§ **Problem details**
Write the data out again, character for character, with no images.
-=-=-=-=-
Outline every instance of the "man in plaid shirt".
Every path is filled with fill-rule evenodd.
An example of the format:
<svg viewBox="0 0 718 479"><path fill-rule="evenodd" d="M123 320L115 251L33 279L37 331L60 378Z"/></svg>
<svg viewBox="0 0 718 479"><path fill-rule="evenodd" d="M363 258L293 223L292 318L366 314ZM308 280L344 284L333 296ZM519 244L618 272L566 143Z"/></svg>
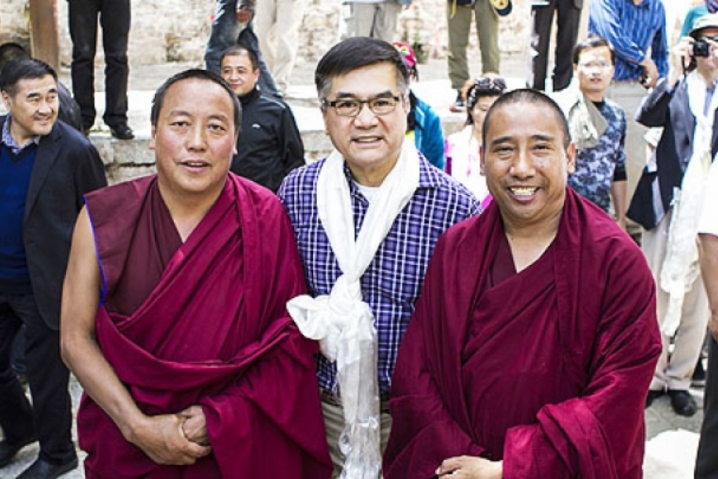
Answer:
<svg viewBox="0 0 718 479"><path fill-rule="evenodd" d="M391 426L388 398L397 350L434 245L447 228L480 208L467 190L404 141L409 78L389 43L349 38L327 52L314 78L335 149L294 170L278 194L294 228L311 297L290 302L289 309L302 332L322 346L317 375L338 475L343 463L339 436L345 419L349 422L345 417L349 408L342 406L349 393L342 378L337 383L337 364L327 358L342 357L332 332L345 336L360 322L361 311L370 310L376 375L363 375L359 382L378 388L383 450ZM348 297L353 299L345 301ZM302 304L293 307L297 299ZM349 319L342 322L345 313ZM313 314L324 314L325 322L308 327L304 320ZM360 407L363 404L360 401ZM356 449L351 454L370 462Z"/></svg>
-=-=-=-=-
§ **Written response**
Outline every instance of the "man in plaid shirt".
Every path is filled with fill-rule evenodd.
An example of the format:
<svg viewBox="0 0 718 479"><path fill-rule="evenodd" d="M123 320L115 251L33 279L37 331L60 378Z"/></svg>
<svg viewBox="0 0 718 479"><path fill-rule="evenodd" d="M363 258L293 223L292 318L366 314ZM308 280L344 284L333 296ZM519 244L618 272L566 143Z"/></svg>
Answer:
<svg viewBox="0 0 718 479"><path fill-rule="evenodd" d="M391 426L388 398L397 350L434 245L447 228L480 208L467 190L404 141L409 78L389 43L349 38L327 52L314 78L335 149L294 170L278 194L294 228L311 297L290 302L289 309L302 332L322 346L317 375L338 475L343 463L339 436L345 419L349 422L345 417L349 408L342 406L349 393L342 378L337 383L337 364L327 358L342 357L332 332L345 336L360 322L361 311L370 310L376 375L363 375L359 382L378 388L383 450ZM348 297L353 299L345 301ZM302 304L293 307L297 299ZM349 319L342 322L345 313ZM313 314L324 314L325 322L308 327L304 320ZM360 407L363 404L360 401ZM356 449L351 454L370 462Z"/></svg>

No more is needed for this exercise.